> [Selected text]:
>>

A new study published in Neurology journal has found that dementia cases have decreased at an average of 13% every decade for people of European ancestry living in either the U.S. or Europe.
The researchers analyzed and aggregated the results of seven different European studies on dementia, giving them a look into dementia rates for 49,202 individuals older than 65 years throughout 1985 to 2015. They found that 4,253 (8.6%) of these people developed dementia, and the likelihood of developing the disease was increased with age. However, they also noticed that the rate of dementia among these individuals decreased at about 13% each decade. Should this trend continue steady, they predict that, by 2040, 15 million fewer people would develop dementia in high-income countries.
Though the researchers aren’t entirely sure why these rates have diminished over time, they believe that “several medical interventions” influencing health issues such as blood pressure, inflammation and cholesterol may have contributed.
“The steady decline in incidence over three decades suggests that preventive efforts involving lifestyle education and health interventions such as blood pressure control and antithrombotic medication can offset at least part of the growing burden of dementia from global gains in life expectancy,” Lori Chibnik, assistant professor in the Department of Epidemiology at Harvard Chan School, said in a press release.
“Providing this evidence is the first step toward elucidating the factors at play behind that decline and eventually effective interventions to promote brain health.”
More specifically, the researchers discovered that incidence of dementia substantially decreased in men (24%) as compared to women (8%). However, due to the ethnic nature of those who participated in the study, the results currently can only apply to those of European ancestry until another study is completed that includes more diverse populations.

<<

> [Exercises to complete]:
(a) From the dementia study article, list the health issues that the researchers think "several medical interventions" may have influenced.
(b) In the dementia study article, write out the passage starting at "A new study" and ending at "U.S. or Europe.", with "ten years" in place of "decade".

> [Dataset excerpts]:

>>

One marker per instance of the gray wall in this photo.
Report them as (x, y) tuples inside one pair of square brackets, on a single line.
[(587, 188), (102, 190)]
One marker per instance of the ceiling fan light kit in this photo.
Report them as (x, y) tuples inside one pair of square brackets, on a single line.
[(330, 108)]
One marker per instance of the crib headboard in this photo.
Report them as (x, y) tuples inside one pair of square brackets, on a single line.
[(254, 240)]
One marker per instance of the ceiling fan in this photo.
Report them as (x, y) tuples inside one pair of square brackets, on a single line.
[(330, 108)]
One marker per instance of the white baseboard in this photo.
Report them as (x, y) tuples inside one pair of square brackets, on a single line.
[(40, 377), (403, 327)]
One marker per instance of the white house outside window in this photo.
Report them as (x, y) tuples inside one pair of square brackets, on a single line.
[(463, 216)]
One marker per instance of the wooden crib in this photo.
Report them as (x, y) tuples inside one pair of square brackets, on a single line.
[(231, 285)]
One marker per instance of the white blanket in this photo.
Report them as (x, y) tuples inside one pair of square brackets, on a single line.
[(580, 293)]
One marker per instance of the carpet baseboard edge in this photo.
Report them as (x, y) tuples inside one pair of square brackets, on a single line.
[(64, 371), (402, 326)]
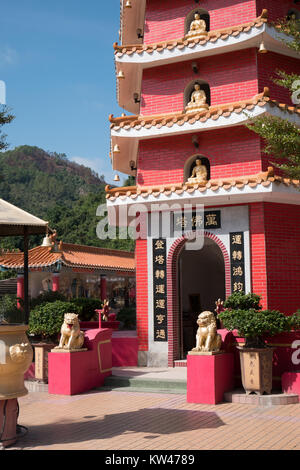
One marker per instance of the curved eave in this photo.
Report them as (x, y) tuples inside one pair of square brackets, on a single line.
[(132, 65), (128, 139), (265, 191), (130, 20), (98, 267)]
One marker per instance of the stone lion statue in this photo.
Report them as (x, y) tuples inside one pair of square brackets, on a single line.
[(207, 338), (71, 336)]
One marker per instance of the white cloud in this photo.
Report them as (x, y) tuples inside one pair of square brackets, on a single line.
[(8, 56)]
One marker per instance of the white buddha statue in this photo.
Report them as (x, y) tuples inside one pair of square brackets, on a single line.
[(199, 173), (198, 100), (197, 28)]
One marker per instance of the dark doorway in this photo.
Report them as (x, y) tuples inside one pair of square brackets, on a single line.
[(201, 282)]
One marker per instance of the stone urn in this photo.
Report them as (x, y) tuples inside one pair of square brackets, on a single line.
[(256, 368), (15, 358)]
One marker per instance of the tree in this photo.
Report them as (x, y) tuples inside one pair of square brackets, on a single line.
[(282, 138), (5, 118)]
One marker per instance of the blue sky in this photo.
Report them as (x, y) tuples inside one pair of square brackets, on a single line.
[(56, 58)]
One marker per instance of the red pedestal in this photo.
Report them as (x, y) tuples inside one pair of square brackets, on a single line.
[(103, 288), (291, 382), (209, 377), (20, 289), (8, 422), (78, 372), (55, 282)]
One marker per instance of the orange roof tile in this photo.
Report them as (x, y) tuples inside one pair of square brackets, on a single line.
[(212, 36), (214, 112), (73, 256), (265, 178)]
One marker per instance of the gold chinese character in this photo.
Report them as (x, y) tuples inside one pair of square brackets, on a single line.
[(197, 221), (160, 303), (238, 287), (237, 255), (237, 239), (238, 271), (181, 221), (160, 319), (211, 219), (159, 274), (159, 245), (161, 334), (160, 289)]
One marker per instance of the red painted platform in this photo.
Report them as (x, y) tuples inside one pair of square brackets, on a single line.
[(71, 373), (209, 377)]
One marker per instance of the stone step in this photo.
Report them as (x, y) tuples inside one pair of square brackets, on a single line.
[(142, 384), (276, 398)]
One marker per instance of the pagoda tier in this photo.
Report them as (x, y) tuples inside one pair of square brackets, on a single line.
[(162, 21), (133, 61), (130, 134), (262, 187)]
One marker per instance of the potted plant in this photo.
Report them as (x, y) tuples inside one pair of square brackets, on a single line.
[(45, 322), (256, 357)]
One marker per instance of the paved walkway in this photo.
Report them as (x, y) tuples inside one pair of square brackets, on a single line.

<<

> [Answers to this exercise]:
(a) blood pressure, inflammation, cholesterol

(b)
A new study published in Neurology journal has found that dementia cases have decreased at an average of 13% every ten years for people of European ancestry living in either the U.S. or Europe.